Short exercise
Scale the part of the data below that opens with the line containing "Identify chain link in the frame above." and runs through the end of the data. Copy every line, requests included, and multiply each coordinate in the answers by 2.5, rounding to whole numbers with halves going up; give only that part.

Records for processing

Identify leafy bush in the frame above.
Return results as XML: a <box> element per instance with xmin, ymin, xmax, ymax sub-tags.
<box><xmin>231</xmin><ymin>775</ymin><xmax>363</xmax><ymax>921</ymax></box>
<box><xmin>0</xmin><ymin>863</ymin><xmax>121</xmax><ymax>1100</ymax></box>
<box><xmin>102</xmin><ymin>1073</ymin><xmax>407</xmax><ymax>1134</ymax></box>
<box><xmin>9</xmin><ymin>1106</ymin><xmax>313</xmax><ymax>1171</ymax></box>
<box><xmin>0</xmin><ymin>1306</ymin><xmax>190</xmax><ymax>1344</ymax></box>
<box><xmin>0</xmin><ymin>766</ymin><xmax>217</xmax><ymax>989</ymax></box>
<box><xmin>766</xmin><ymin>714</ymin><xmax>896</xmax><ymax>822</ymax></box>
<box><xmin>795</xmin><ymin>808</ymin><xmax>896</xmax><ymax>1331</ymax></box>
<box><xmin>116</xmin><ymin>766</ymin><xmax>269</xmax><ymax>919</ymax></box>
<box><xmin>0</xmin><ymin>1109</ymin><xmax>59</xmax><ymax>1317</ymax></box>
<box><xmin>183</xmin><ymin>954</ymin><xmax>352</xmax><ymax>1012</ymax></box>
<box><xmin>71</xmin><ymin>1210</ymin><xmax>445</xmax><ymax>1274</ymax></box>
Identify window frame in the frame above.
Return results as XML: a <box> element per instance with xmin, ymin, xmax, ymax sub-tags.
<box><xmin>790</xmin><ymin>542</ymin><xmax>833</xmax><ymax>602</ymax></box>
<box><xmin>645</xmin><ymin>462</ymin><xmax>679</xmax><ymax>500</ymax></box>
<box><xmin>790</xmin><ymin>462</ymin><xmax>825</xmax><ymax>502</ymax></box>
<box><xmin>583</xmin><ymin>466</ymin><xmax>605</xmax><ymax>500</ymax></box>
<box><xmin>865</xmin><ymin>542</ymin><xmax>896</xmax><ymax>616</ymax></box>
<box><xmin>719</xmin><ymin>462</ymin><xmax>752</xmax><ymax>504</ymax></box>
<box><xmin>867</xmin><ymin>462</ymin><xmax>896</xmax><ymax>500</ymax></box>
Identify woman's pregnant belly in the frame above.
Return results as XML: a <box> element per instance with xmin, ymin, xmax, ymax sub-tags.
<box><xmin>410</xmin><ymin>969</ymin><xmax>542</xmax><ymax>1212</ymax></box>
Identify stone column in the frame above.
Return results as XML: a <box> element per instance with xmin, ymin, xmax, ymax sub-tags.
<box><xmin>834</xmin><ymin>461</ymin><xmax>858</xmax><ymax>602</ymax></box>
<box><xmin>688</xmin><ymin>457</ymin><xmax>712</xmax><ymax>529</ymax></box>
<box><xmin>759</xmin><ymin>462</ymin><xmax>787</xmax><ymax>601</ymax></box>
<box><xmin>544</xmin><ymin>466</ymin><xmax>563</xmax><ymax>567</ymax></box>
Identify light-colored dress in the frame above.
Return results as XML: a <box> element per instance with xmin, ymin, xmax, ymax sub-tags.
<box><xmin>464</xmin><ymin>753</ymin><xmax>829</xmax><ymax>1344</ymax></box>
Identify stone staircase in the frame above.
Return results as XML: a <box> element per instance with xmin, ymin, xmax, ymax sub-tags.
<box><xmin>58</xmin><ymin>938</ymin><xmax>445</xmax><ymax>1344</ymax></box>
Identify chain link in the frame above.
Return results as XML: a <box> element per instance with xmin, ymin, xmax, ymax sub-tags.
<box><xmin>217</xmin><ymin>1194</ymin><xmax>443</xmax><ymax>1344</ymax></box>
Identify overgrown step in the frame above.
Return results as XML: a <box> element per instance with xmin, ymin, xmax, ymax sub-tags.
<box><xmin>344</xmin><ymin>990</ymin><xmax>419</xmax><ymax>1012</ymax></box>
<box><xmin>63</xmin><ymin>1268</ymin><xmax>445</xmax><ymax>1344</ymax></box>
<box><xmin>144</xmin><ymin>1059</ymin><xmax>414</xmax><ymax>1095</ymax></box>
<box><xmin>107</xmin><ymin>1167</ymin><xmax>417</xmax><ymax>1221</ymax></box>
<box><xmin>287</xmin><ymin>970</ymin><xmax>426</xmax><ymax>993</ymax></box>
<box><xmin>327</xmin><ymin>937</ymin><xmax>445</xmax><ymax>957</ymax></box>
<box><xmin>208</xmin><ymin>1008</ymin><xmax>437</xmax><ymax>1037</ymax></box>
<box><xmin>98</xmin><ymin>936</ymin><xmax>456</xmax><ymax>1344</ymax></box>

Solution for this exercise
Identify chain link in the frame above.
Return results as XML: a <box> element per instance with xmin, ymin, xmax, ymax sub-tags.
<box><xmin>543</xmin><ymin>2985</ymin><xmax>1108</xmax><ymax>3360</ymax></box>
Identify overgrown step in the frame above.
Return results as XML: a <box> element per instance with xmin, ymin, xmax, ymax sub-tags.
<box><xmin>860</xmin><ymin>2475</ymin><xmax>1048</xmax><ymax>2530</ymax></box>
<box><xmin>158</xmin><ymin>3170</ymin><xmax>1113</xmax><ymax>3360</ymax></box>
<box><xmin>360</xmin><ymin>2648</ymin><xmax>1035</xmax><ymax>2738</ymax></box>
<box><xmin>268</xmin><ymin>2918</ymin><xmax>1043</xmax><ymax>3053</ymax></box>
<box><xmin>718</xmin><ymin>2425</ymin><xmax>1065</xmax><ymax>2483</ymax></box>
<box><xmin>818</xmin><ymin>2343</ymin><xmax>1113</xmax><ymax>2393</ymax></box>
<box><xmin>520</xmin><ymin>2520</ymin><xmax>1093</xmax><ymax>2593</ymax></box>
<box><xmin>245</xmin><ymin>2340</ymin><xmax>1140</xmax><ymax>3360</ymax></box>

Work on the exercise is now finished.